▶ **简短任务 1**:
请照录阅读摘录中的一段原文，起于“今天时间关系,不再详细展开OpenCL的语法、结构,直接上例子。”，止于“1.3 socfpga ttyS0,和之前Lark板子上默认的系统是一样的。”，末尾一句亦须录入。
▶ **简短任务 2**:
依据阅读摘录，上电启动前须将SW10拨码开关设置为何值？

▶ **阅读摘录**:
----------

卷积神经网络是在上面神经网络基础上做了一些近似。将同一层的神经元权值共享,减少了连接数,有利于计算机实现。

好了,说了这么多,其实说白了一句话就是,我目前算法是用C/C++以及CUDA实现的,如果迁移到FPGA上运行,使用OpenCL是最快的方式,也是这次体验最重要的内容(以前在FPGA上开发都是VHDL/Verilog,设计+仿真验证+调试太花时间,短期内难以完成,而且我目前只关心算法,不关心底层实现,如果能实现最基本的功能,这一阶段就算完成了,后面再考虑资源、时序、性能上的优化。

拿到板子后,仔细阅读了官方文档,搭建OpenCL环境。

今天时间关系,不再详细展开OpenCL的语法、结构,直接上例子。

烧写TF卡,流程参考我之前的帖子。烧写完成,将SW10拨码开关设置为“01010”(这个很重要,如果没有配置FPGA,后面脚本会lock),上电启动。
上一张图:

PC上打开Putty,设置波特率115200,用户名root,没有密码,进入系统。

可以看得出系统是Poky 8.0 (Yocto Project 1.3 Reference Distro) 1.3 socfpga ttyS0,和之前Lark板子上默认的系统是一样的。
ls一下,当前目录下有很多例程。
先做个准备活动:运行初始化OpenCL环境的脚本:
source ./init_opencl.sh
很快就结束了。我们打开看下这个脚本内容都是什么东东?
  1. root@socfpga:~/vector_Add# cat ~/init_opencl.sh
  2. export ALTERAOCLSDKROOT=/home/root/opencl_arm32_rte
  3. export AOCL_BOARD_PACKAGE_ROOT=$ALTERAOCLSDKROOT/board/c5soc
  4. export PATH=$ALTERAOCLSDKROOT/bin:$PATH
  5. export LD_LIBRARY_PATH=$ALTERAOCLSDKROOT/host/arm32/lib:$LD_LIBRARY_PATH
  6. insmod $AOCL_BOARD_PACKAGE_ROOT/driver/aclsoc_drv.ko
复制代码
首先设置了几个环境变量:
ALTERAOCLSDKROOT
AOCL_BOARD_PACKAGE_ROOT
PATH
LD_LIBRARY_PATH
之后执行了insmod操作,加载驱动。
我们可以知道OpenCL的服务是由驱动模块$AOCL_BOARD_PACKAGE_ROOT/driver/aclsoc_drv.ko 提供的。
OK,就绪,下面先进入helloworld目录。
  1. root@socfpga:~# cd helloworld/
  2. root@socfpga:~/helloworld# ls
  3. hello_world.aocx  helloworld
复制代码
这个目录有hello_world.aocx和 helloworld两个文件。前者运行在FPGA上(OpenCL中称为核函数, Kernel),后者运行在ARM上(OpenCL中称为主机程序,Host Program)。两者编译过程如图所示。

----------

▶ **已知信息**:
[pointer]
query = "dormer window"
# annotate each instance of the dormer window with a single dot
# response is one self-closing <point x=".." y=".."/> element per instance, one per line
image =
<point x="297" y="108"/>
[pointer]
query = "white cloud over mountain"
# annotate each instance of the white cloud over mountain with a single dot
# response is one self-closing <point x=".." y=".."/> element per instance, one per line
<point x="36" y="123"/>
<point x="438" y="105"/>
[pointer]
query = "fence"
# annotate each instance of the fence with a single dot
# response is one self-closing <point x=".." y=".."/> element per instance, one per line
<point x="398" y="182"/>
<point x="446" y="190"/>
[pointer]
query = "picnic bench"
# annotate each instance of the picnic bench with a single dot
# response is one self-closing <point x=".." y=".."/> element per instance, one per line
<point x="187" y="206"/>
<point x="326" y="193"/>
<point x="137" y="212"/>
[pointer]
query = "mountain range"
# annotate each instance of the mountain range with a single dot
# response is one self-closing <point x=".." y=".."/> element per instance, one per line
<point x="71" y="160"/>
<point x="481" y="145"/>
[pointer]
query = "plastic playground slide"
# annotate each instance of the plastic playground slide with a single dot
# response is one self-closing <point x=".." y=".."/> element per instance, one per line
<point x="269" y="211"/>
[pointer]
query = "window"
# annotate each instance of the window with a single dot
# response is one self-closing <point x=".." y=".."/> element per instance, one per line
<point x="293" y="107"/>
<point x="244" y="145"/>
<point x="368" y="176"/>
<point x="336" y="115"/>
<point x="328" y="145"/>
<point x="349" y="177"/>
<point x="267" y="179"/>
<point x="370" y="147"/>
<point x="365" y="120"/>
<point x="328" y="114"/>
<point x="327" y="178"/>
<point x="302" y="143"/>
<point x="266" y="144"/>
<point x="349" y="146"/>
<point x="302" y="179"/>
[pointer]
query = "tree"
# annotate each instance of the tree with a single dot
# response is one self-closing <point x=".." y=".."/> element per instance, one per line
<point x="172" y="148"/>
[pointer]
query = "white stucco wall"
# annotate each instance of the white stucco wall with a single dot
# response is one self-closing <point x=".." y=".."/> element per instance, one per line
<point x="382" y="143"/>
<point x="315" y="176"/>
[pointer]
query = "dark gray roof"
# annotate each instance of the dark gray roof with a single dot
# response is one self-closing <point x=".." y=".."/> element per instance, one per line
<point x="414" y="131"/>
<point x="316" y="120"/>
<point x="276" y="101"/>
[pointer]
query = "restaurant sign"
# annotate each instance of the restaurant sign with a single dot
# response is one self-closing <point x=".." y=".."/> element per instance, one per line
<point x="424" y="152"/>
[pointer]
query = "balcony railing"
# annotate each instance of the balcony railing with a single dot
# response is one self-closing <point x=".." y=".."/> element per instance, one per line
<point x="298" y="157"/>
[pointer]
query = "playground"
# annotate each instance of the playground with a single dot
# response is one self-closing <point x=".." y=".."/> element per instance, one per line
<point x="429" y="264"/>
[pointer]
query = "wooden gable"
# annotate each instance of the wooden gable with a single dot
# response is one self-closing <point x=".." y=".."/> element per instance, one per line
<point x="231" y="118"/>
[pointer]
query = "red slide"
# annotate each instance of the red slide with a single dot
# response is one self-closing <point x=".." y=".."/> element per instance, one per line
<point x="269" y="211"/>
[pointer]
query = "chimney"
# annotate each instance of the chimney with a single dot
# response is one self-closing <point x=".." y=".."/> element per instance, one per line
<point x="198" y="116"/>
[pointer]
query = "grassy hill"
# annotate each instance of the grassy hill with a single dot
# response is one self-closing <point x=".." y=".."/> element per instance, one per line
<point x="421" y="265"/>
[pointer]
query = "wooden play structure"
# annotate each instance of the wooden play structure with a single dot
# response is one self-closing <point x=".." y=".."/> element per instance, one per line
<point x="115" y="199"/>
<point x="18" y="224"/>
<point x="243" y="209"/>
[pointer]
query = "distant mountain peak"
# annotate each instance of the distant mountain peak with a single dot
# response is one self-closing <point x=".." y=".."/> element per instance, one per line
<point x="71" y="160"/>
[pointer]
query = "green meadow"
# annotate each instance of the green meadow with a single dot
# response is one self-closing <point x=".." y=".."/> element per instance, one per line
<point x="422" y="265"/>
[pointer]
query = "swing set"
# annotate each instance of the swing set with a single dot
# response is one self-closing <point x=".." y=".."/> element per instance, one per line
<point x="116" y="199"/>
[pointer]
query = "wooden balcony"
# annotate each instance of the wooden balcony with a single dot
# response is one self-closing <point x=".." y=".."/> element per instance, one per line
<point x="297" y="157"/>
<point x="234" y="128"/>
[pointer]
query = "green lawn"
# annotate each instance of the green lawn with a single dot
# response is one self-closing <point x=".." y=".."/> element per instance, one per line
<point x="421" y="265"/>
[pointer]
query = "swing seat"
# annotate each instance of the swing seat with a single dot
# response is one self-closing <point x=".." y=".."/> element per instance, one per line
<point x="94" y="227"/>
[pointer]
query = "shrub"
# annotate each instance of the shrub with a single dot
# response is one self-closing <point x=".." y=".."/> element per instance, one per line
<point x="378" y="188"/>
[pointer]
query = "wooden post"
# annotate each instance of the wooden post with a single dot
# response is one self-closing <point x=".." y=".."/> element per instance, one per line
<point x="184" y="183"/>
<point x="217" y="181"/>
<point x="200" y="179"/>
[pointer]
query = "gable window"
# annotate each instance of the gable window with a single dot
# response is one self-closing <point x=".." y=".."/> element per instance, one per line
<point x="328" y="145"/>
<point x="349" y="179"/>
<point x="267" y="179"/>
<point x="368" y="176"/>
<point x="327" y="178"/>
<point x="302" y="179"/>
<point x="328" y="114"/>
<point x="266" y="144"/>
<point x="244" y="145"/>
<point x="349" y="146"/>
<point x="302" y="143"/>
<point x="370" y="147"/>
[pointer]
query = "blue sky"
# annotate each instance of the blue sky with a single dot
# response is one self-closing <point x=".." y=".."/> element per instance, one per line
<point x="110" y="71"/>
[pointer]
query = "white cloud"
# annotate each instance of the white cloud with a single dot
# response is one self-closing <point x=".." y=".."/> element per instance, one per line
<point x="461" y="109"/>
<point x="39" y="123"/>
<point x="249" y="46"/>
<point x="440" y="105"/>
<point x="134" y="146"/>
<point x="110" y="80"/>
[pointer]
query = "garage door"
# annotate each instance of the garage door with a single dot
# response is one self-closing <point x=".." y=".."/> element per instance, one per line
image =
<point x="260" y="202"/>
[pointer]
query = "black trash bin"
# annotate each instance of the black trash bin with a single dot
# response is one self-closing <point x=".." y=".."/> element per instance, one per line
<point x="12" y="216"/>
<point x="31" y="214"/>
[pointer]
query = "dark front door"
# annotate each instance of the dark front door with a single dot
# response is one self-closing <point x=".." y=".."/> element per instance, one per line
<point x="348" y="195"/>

----------

▶ **参考答案 1**:
今天时间关系,不再详细展开OpenCL的语法、结构,直接上例子。

烧写TF卡,流程参考我之前的帖子。烧写完成,将SW10拨码开关设置为“01010”(这个很重要,如果没有配置FPGA,后面脚本会lock),上电启动。
上一张图:

PC上打开Putty,设置波特率115200,用户名root,没有密码,进入系统。

可以看得出系统是Poky 8.0 (Yocto Project 1.3 Reference Distro) 1.3 socfpga ttyS0,和之前Lark板子上默认的系统是一样的。

▶ **参考答案 2**:
应设置为“01010”。